家族と一緒にものを食べる「食卓での団らん」は、日本では理想の姿だとされてきた。では、1人での「孤食」は問題なのだろうか。宮城大学の石川伸一教授は「共食という行為だけをとらえて過剰に期待するのには、用心しなければならない」という――。

※本稿は、石川伸一『「食べること」の進化史』(光文社新書)の第4章「『未来の環境』はどうなるか ―食と環境の進化論―」の一部を再編集したものです。

※写真はイメージです(写真=iStock.com/byryo)

■近代まで日本の食卓では「会話禁止」だった

昔からある共同体の最小単位のひとつは「家族」ですが、その単語を聞くと、仲良く食事をする食卓の風景を連想する人も多いのではないでしょうか。家族そろって食卓を囲む姿は、テレビなどのメディアでもたびたび描かれてきたように、家族の一体感をあらわす縮図として扱われてきました。しかし、日本の歴史上で「食卓での家族団らん」の概念が生まれたのは、思いのほか最近のことです。

家族関係学が専門の表(おもて)真美氏は、日本の家族団らんの歴史的な変遷を調べています。その調査によれば、近代までの一般的な家庭の食事は、個人の膳を用いて家族全員がそろわずに行われ、家族がそろっても食事中の会話は禁止されていました。では、食卓での家族団らんは、どのように始まり、どのように普及していったのでしょうか。

■「家族での食事」が一般的になったのは1970年代頃

かつて、団らんの移り変わりには、「欧米からの借りものとしての団らん」「啓蒙としての団らん」「国家の押しつけとしての団らん」があったことが知られています。

食卓での家族団らんの原型が誕生したのは、明治20年代でした。教育家・評論家の巌本善治(いわもと・よしはる)が、食卓での家族団らんを勧める記事を書き、キリスト教主義の雑誌にも同様の記述が複数登場しました。その後、国家主義的な儒教教育と結びついた記事により、家族そろって食事をするべきだという意見が広がっていきました。

その後、家族団らんが、一般的な家庭の食事風景になったのは1970年代頃でした。NHKの国民生活時間調査によると、この頃、家族で食事している家庭は約9割に達しています。共食が常識だったこの時代の家庭科の教科書には、家族一緒の食事を促す記述はほとんどみられません。

■なぜ多くの人が「家族団らん」をイメージするのか

その時期が過ぎ、1983年に出版された足立己幸(みゆき)氏の『なぜひとりで食べるの』という本の中で「孤食」という言葉が使われました。1980年代前半には、孤食が社会問題となり、1980年代後半には家庭科教科書に孤食へ対する注意喚起が記されました。2000年前後は、家族で一緒に食事すべきという考えが、強迫観念的なものとして捉えられる時期でした。

▶ [実施する課題] 食卓での家族団らんの歴史を述べた抜粋から、「かつて、団らんの移り変わりに」で始まり「う意見が広がっていきました。」で終わる部分を、一字も変えずに再掲せよ。

▶ [資料]
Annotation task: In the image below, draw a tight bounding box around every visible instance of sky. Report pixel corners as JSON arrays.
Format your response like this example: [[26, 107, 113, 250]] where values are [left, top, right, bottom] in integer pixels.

▶ [解答]
かつて、団らんの移り変わりには、「欧米からの借りものとしての団らん」「啓蒙としての団らん」「国家の押しつけとしての団らん」があったことが知られています。

食卓での家族団らんの原型が誕生したのは、明治20年代でした。教育家・評論家の巌本善治(いわもと・よしはる)が、食卓での家族団らんを勧める記事を書き、キリスト教主義の雑誌にも同様の記述が複数登場しました。その後、国家主義的な儒教教育と結びついた記事により、家族そろって食事をするべきだという意見が広がっていきました。